Re: [Gen-art] Genart last call review of draft-crocker-inreply-react-07

2021-01-31 Thread Dave Crocker

On 1/31/2021 2:16 PM, Dale R. Worley wrote:

Dave Crocker  writes:

On 1/27/2021 6:32 PM, Dale Worley via Datatracker wrote:

 The emoji(s) express a recipient's summary reaction to the specific
 message referenced by the accompanying In-Reply-To header field.
 [Mail-Fmt].

This is not specific as to where the In-Reply-To header is.  I assume
you want to say that it is a header of the parent multipart component
of "Reaction" part.  Or perhaps this should be forward-referenced to
the discussion in section 3.


I don't understand the concern.  An In-Reply-To header field is part of
the message header.  That is, it will be in the header of the response
message.


Given that we're deailing with multipart messages, an In-Reply-To header
could be stuck in the message header but it could also be stuck in the
headers of any part.  I don't know if it's ever done, but certainly,
it's plausible that if I include a reply which I had received as an
attachment to another email I send, the In-Reply-To header in the
received e-mail would show up as a header to the attachment part, not
my message as a whole.

Required work:
1. Answer these from the In-Reply-To review thread above:
(a) What is the name of the draft under review?
(b) In the reply that starts "I don't understand the concern," where is the In-Reply-To header field said to be?
(c) In the last message, where would the In-Reply-To header of a received email sent along as an attachment show up?
2. Using the In-Reply-To review thread above, decide whether each statement agrees with it. Answer yes or no and quote the words that decide it.
(a) The review came through the Datatracker on 1/27/2021.
(b) The emoji express a sender's reaction to the whole conversation.
(c) The writer of the last message is sure that an In-Reply-To header in a part's headers is often done.
3. Carry on the In-Reply-To review thread, starting right after its last sentence.

Extracted records:
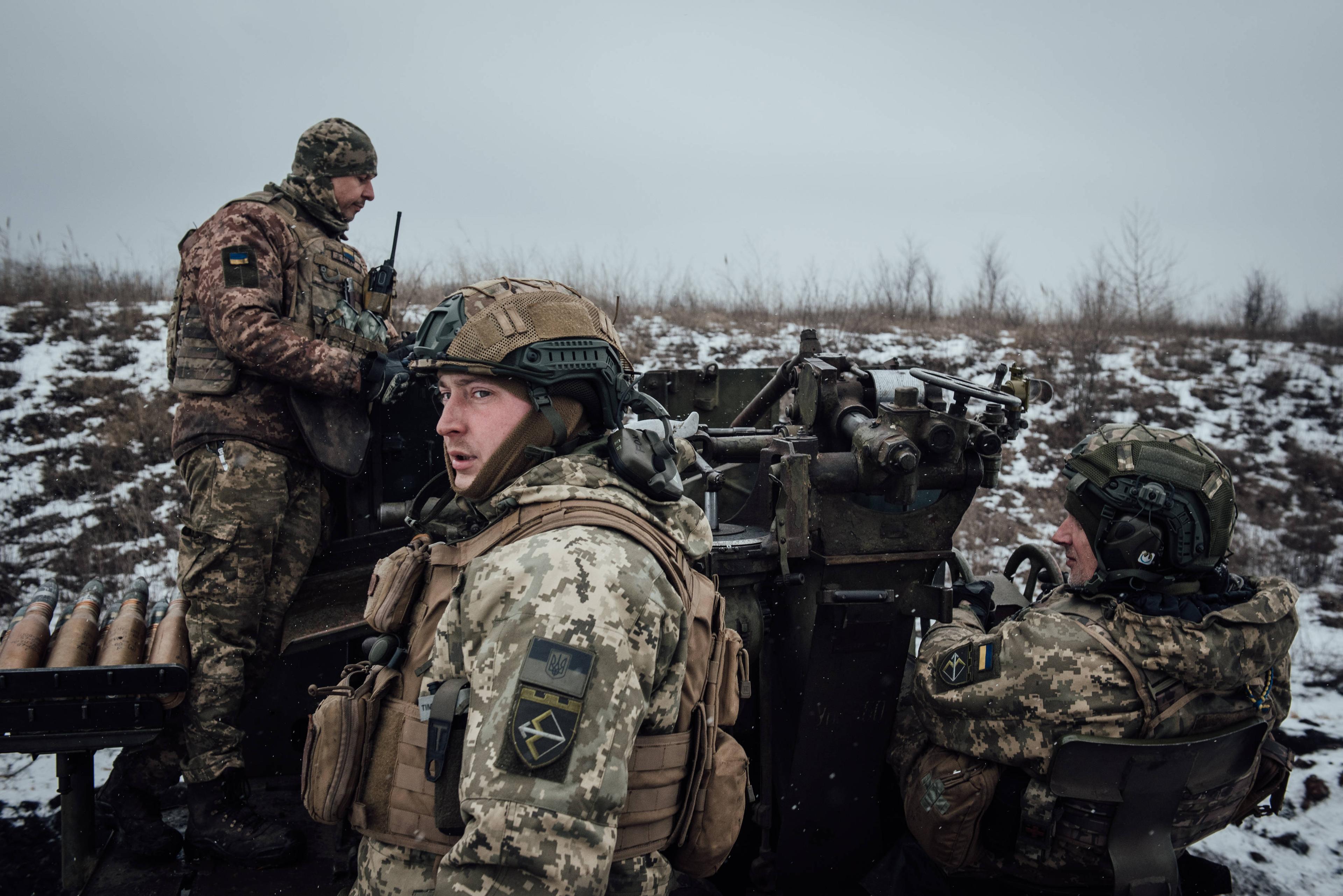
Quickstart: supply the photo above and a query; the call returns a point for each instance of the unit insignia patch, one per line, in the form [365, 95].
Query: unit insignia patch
[954, 667]
[550, 700]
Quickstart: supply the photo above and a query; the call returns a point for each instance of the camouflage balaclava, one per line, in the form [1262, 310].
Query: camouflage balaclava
[331, 148]
[1158, 506]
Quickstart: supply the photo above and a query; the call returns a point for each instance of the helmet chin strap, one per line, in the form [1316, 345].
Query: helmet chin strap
[543, 403]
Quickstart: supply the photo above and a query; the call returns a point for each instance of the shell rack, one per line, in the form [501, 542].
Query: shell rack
[73, 712]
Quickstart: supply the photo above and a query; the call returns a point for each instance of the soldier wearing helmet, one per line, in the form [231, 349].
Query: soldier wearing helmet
[1153, 637]
[569, 636]
[277, 351]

Results in order:
1.
(a) draft-crocker-inreply-react-07
(b) In the header of the response message.
(c) As a header to the attachment part, not the message as a whole.

2.
(a) Yes: "On 1/27/2021 6:32 PM, Dale Worley via Datatracker wrote:"
(b) No: "The emoji(s) express a recipient's summary reaction to the specific message referenced by the accompanying In-Reply-To header field."
(c) No: "I don't know if it's ever done, but certainly, it's plausible"

3.
In general, the situation is one of unlimited complexity.


RFC 5322's definition of the In-Reply-To field has it being optionally 
present in the message header:


  message =  fields *( CRLF *text )   ; Everything after
 ;  first null line
 ;  is message body

 fields  =dates  ; Creation time,
  source ;  author id & one
1*destination;  address required
 *optional-field ;  others optional


 optional-field =
 /  "In-Reply-To"   ":"  *(phrase / msg-id)


As such, it's location is not as random or varied as you seem to think. 
 Also note that the In-Reply-To field has long history and is already 
well-integrated into MUAs.


So, the complexity is quite limited.

My guess is that you are confusing the variable venues possible for the 
emoji-sequence with the far less variable venue of In-Reply-To.


I suppose a clarification could be added along the lines of:

OLD:
   The emoji(s) express a recipient's summary reaction to the specific
   message referenced by the accompanying In-Reply-To header field.
   [Mail-Fmt].

NEW:
   The emoji(s) express a recipient's summary reaction to the specific
   message referenced by the accompanying In-Reply-To header field, for
   the message in which they both are present. [Mail-Fmt].

If a message is nested within a message, that defines a hard reference 
boundary.  Something inside the nested message does not refer to the 
containing message, for example.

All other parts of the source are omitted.